┌─ Text excerpt

EXAMPLE 3: Presence of condensation/epimerization dual domains in the syringopeptin NRPS system

[0065] In silico sequence comparison of dual condensation/epimerization NRPS domains specified by the ramoplanin NRPS system with protein sequences contained in the GenBank protein database revealed sequence similarities between these domains and condensation domains from the syringopeptin NRPS system. Syringopeptins are lipodepsipeptide phytotoxins and are produced by strains of P.syringae pv. Syringae. The syringopeptin cluster present in strain B301 D has been sequenced and encodes 22 NRPS modules involved in syringopeptin peptide synthesis (Scholz-Schroeder et al. (2003), Mol. Plant Microbe Interact. , 16, 271 -280).

[0066] Analysis of a clustal sequence alignment of C-domains from the syringopeptin NRPS cluster shows that all C-domains, with the exception of C-domain in module 1 of ORF AAF99707, and C-domains in modules 10, 11 and 12 in ORF AAO72424, belong to the class of dual condensation/epimerization NRPS domains (Figs 1d and 2). This observation leads to the prediction that amino acid residues 1 to 18 are in the D-specific configuration whereas amino acid residues 19 to 22 are in the L-form (Fig. 2). Experimental analysis of the stereochemistry of the amino acid components of syringopeptin 22-A confirms that 17 out of 22 amino acids are in the D- configuration (Ballio et al. (1995), Eur. J. Biochem., 234, 747-758). Examination of the relative position of C/E dual domains confirms the prediction of stereochemistry for the syringopeptin amino acid components as all NRPS modules preceding a dual condensation/epimerization NRPS domain incorporate D-amino acids with the exception of three modules: module 4 of ORF AAF99707 incorporates L-Valine (L-Val) instead of the predicted D-Val residue; module 2 of ORF AAO72424 incorporates L-Alanine (L-Ala) instead of the predicted D-Ala amino acid component and module 11 of ORF AAO72424 incorporates D-2,4-diaminobutyric acid (D-DAB) instead of the predicted L-form of the amino acid (Fig. 1d). Observed discrepancies may be due to incorrect assignments of stereochemistry and/or possible presence of mutations in the dual condensation/epimerization NRPS domains inactivating the epimerization function of the domains. Alternatively, freestanding racemases could modify the stereochemistry of specific amino acids and thus contribute to the observed differences.

└─

[What you will do]
**1.** Return, word for word, the part of the syringopeptin excerpt that opens with the words containing "[0065] In silico" and closes with "16, 271 -280).".
**2.** From the syringopeptin excerpt, list each C-domain that is named as an exception to the class of dual condensation/epimerization NRPS domains, giving its module and ORF.

┌─ Given information

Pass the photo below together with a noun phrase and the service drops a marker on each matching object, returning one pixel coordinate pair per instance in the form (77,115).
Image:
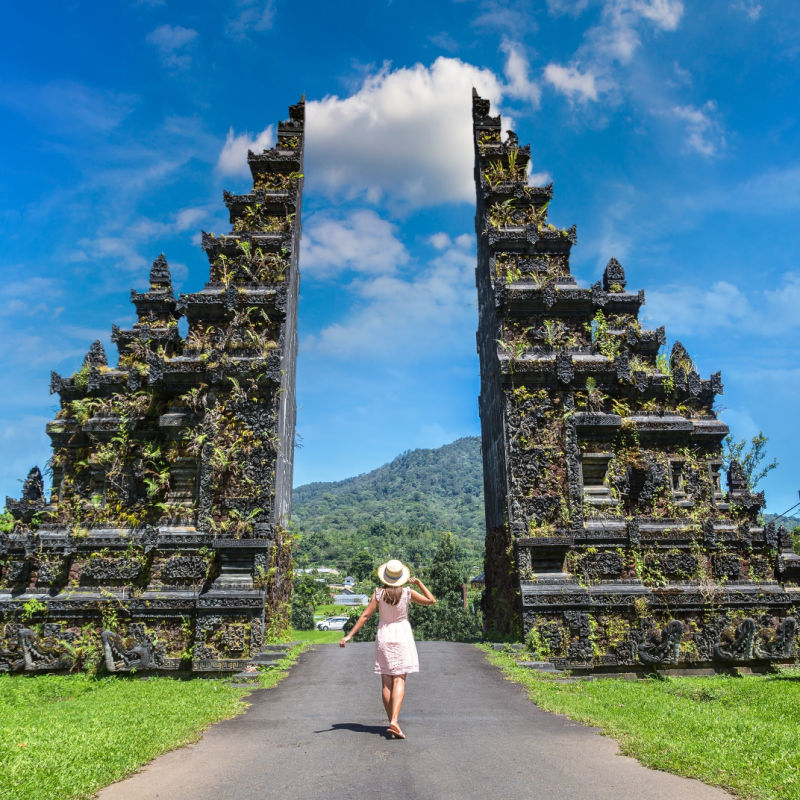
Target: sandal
(395,732)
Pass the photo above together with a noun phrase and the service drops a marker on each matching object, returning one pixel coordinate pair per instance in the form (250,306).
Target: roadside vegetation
(63,737)
(740,733)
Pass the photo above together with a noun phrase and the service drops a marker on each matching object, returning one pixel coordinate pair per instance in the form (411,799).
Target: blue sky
(670,130)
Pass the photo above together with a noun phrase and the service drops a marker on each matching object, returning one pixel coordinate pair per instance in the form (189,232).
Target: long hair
(392,594)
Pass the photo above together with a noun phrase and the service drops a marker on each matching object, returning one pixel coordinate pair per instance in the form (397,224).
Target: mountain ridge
(396,510)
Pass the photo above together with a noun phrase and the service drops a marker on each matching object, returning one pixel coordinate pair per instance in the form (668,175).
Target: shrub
(302,617)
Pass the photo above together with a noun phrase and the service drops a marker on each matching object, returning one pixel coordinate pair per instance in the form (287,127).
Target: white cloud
(725,307)
(405,134)
(170,41)
(256,15)
(704,133)
(666,14)
(516,72)
(361,241)
(408,318)
(571,82)
(233,157)
(572,7)
(751,9)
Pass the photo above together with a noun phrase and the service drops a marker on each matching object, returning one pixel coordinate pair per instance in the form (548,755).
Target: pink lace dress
(395,651)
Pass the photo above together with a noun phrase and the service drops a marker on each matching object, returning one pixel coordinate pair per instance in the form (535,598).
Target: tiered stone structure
(611,542)
(162,544)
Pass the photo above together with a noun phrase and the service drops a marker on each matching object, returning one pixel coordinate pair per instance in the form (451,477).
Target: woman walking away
(395,651)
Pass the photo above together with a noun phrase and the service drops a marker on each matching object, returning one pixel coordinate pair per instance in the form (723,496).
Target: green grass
(741,733)
(316,637)
(332,610)
(66,736)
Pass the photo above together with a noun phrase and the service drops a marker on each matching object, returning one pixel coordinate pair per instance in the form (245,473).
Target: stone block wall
(162,544)
(611,540)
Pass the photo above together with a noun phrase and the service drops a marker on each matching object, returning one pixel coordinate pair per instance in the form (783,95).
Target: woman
(395,651)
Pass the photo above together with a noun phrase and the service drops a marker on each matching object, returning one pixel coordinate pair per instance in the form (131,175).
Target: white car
(332,624)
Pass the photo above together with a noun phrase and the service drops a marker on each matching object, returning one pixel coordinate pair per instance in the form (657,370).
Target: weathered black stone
(651,563)
(164,465)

└─

[Solutions to each task]
**1.**
[0065] In silico sequence comparison of dual condensation/epimerization NRPS domains specified by the ramoplanin NRPS system with protein sequences contained in the GenBank protein database revealed sequence similarities between these domains and condensation domains from the syringopeptin NRPS system. Syringopeptins are lipodepsipeptide phytotoxins and are produced by strains of P.syringae pv. Syringae. The syringopeptin cluster present in strain B301 D has been sequenced and encodes 22 NRPS modules involved in syringopeptin peptide synthesis (Scholz-Schroeder et al. (2003), Mol. Plant Microbe Interact. , 16, 271 -280).

**2.**
- C-domain in module 1 of ORF AAF99707
- C-domain in module 10 of ORF AAO72424
- C-domain in module 11 of ORF AAO72424
- C-domain in module 12 of ORF AAO72424